PROBLEM TO SOLVE:
Only lines that contain the string "stool" should be returned from the material below.

=======

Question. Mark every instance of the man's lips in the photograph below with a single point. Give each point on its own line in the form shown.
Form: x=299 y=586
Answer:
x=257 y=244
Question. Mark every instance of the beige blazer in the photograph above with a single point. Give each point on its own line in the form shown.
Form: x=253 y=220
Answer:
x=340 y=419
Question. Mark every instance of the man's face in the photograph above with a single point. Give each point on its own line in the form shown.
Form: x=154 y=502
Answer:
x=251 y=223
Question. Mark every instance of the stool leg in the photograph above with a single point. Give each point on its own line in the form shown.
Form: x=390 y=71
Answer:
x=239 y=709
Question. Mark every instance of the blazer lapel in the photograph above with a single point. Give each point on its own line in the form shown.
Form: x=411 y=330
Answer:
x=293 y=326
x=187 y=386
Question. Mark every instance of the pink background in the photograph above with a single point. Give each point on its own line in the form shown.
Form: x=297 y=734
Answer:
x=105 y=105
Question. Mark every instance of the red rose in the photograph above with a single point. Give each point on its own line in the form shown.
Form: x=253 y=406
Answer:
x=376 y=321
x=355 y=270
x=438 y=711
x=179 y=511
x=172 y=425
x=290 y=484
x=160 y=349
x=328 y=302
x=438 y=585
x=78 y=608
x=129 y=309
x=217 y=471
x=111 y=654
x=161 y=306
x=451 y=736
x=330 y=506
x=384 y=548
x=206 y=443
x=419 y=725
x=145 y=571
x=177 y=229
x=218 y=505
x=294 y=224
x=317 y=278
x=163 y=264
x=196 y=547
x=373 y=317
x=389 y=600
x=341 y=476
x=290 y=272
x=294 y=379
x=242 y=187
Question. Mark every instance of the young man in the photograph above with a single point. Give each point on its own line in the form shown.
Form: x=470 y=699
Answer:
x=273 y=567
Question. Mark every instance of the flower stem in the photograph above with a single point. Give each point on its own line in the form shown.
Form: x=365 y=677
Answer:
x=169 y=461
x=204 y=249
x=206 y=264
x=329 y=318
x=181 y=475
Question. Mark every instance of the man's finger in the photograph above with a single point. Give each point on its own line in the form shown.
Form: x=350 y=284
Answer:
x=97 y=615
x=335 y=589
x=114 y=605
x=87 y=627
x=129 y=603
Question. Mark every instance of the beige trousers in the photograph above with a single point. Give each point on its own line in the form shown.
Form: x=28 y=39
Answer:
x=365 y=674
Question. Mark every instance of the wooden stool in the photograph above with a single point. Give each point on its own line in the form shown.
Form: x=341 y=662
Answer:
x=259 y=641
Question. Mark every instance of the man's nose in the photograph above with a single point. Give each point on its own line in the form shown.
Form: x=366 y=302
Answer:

=======

SOLUTION FOR THIS TASK:
Question. Mark every instance of the stool leg in the photograph above with a single point. Give each point on its own line in the form shown.
Question. Mark every instance of the wooden stool in the photograph above with a single point. Give each point on its own line in the form shown.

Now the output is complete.